Document excerpt:
/---

Investor's Corner
Tesla’s Robotaxi service will be an inevitable player in the autonomous taxi race
Elon Musk envisions the Tesla Network to be comprised of full self-driving vehicles being used as a ride-hailing service. During Tesla’s Autonomy Day presentation last month, Musk mentioned that owners operating their vehicles as part of the Tesla Network’s “Robotaxi” service could earn as much as $30,000 per year. Musk has set his sights on the autonomous mobility-as-a-service (MaaS) market, and during a call following Tesla’s announcement of a capital raise, the CEO noted that Robotaxis could ultimately push the company towards a market cap of $500 billion.
While Musk’s Robotaxi concept has been dismissed (and to a point, even mocked) by Tesla skeptics, the era of autonomous ride-hailing services appears all but certain nonetheless. As early as 2014, former Uber CEO Travis Kalanick was predicting that the ride-hailing industry will eventually shift to self-driving cars. Speaking at the 2014 Code Conference, the Uber CEO stated that “This (autonomous vehicles) is the way the world is going. If Uber doesn’t go there, it’s not going to exist either way. The world isn’t always great,” he said, admitting that Uber’s own drivers will likely lose their work as a result of the self-driving revolution.
These points were recently echoed by Amnon Shashua, who is currently serving as senior vice president at Intel and CEO of Mobileye, Tesla’s former partner for its Autopilot hardware. At a recent sit-down interview with CNBC‘s Jon Fortt, the Mobileye CEO noted that robotaxis would indeed be a game-changing element in the transportation industry. Shashua also stated that by simply removing human drivers from the equation, ride-hailing companies would immediately see significant savings.

\---

Working data:
/---

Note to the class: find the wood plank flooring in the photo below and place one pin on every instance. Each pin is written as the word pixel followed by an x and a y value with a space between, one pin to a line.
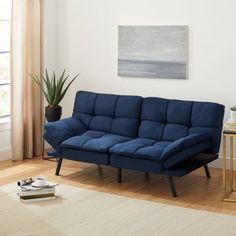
pixel 194 190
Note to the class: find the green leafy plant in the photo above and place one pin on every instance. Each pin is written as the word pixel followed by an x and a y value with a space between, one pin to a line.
pixel 233 108
pixel 54 88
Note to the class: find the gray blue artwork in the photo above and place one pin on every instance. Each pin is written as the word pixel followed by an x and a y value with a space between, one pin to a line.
pixel 153 51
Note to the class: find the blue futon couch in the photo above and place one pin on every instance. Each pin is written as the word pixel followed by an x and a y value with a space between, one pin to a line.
pixel 153 135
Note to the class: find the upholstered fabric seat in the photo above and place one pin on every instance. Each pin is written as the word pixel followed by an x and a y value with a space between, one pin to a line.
pixel 152 134
pixel 163 151
pixel 142 148
pixel 97 141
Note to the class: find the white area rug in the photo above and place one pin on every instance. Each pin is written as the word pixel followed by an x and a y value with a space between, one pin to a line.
pixel 84 212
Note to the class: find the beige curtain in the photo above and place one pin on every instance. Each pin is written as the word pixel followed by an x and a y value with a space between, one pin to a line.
pixel 26 59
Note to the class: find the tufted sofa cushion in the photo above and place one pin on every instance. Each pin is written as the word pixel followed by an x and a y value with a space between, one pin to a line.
pixel 94 141
pixel 170 120
pixel 108 113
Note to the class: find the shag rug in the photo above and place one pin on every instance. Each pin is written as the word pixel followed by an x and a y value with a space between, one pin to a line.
pixel 78 211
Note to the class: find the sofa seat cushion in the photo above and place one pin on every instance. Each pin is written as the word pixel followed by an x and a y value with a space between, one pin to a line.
pixel 94 141
pixel 142 148
pixel 166 152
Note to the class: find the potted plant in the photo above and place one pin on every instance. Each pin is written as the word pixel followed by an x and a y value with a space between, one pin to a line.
pixel 54 89
pixel 233 113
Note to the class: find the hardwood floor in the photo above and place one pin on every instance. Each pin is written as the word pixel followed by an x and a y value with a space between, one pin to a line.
pixel 194 190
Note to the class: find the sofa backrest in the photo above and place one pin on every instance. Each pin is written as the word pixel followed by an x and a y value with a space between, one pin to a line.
pixel 169 120
pixel 108 113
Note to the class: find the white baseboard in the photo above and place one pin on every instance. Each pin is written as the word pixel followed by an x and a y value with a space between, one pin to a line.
pixel 5 154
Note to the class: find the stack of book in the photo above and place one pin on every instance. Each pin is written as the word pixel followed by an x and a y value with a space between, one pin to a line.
pixel 230 127
pixel 28 193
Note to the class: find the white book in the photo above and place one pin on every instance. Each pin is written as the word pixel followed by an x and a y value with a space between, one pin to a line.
pixel 36 191
pixel 38 199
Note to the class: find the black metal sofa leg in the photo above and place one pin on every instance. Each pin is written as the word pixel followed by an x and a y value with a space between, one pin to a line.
pixel 172 186
pixel 207 171
pixel 119 175
pixel 58 165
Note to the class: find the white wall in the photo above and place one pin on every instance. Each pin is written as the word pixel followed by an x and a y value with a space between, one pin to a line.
pixel 87 34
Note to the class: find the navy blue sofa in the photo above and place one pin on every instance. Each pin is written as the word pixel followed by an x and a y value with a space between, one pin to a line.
pixel 153 135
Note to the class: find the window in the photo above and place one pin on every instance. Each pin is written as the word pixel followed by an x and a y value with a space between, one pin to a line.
pixel 5 35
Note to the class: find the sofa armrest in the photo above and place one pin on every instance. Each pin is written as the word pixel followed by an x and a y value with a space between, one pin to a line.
pixel 183 143
pixel 57 132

\---

Required work:
**A.** Answer these questions from the Robotaxi article, one per line:
(i) How much could owners earn per year in the Robotaxi service, according to Musk?
(ii) At what event did Travis Kalanick speak in 2014?
(iii) Who conducted the interview with Amnon Shashua?
**B.** Rewrite the records from their first line through the line containing "pixel 97 141", inclusive, with every "photo" changed to "image" and nothing else altered. Give only those lines, and leave out the pictures.

Response list:
**A.**
(i) As much as $30,000 per year.
(ii) The 2014 Code Conference.
(iii) CNBC's Jon Fortt.

**B.**
Note to the class: find the wood plank flooring in the image below and place one pin on every instance. Each pin is written as the word pixel followed by an x and a y value with a space between, one pin to a line.
pixel 194 190
Note to the class: find the green leafy plant in the image above and place one pin on every instance. Each pin is written as the word pixel followed by an x and a y value with a space between, one pin to a line.
pixel 233 108
pixel 54 88
Note to the class: find the gray blue artwork in the image above and place one pin on every instance. Each pin is written as the word pixel followed by an x and a y value with a space between, one pin to a line.
pixel 153 51
Note to the class: find the blue futon couch in the image above and place one pin on every instance. Each pin is written as the word pixel followed by an x and a y value with a space between, one pin to a line.
pixel 153 135
Note to the class: find the upholstered fabric seat in the image above and place one pin on every instance. Each pin is written as the word pixel followed by an x and a y value with a space between, one pin to a line.
pixel 152 134
pixel 163 151
pixel 142 148
pixel 97 141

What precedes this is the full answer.